## ASSIGNMENT
Retrieve every line of the data holding the word "mossy".

**** DATASET ENTRIES ****

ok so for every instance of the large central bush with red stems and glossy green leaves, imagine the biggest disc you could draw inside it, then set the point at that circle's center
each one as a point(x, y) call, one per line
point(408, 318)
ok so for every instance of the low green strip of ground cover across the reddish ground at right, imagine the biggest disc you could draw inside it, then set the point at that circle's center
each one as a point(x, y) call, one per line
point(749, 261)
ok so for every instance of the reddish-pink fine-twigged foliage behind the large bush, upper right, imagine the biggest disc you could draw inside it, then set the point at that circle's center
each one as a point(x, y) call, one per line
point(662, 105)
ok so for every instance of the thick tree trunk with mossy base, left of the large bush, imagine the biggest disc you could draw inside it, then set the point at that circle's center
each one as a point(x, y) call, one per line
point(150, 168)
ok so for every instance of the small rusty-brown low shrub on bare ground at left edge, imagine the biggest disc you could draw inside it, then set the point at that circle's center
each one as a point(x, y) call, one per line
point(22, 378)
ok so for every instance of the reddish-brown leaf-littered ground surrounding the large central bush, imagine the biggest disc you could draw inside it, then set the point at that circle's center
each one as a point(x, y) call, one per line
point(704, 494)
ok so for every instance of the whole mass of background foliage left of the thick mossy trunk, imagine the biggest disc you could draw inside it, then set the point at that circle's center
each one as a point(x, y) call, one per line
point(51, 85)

****
**** DATASET ENTRIES ****

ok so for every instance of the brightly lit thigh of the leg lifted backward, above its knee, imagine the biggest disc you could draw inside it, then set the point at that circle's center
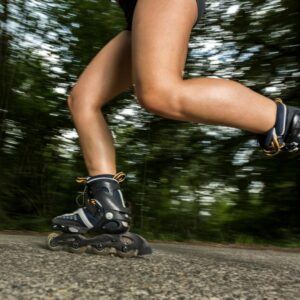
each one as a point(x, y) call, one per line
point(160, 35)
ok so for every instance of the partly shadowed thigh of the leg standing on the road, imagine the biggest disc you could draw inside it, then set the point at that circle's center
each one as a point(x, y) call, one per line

****

## WORKED SOLUTION
ok so for every instance of the thick tree trunk with mossy base, left of the large bush, imagine the biggest disc you could draw inside it, then set the point at that circle's center
ok so for every instance of the whole mass of background foliage left of the thick mossy trunk, imagine the biggest disc you could draw inside it, then set the point at that circle's center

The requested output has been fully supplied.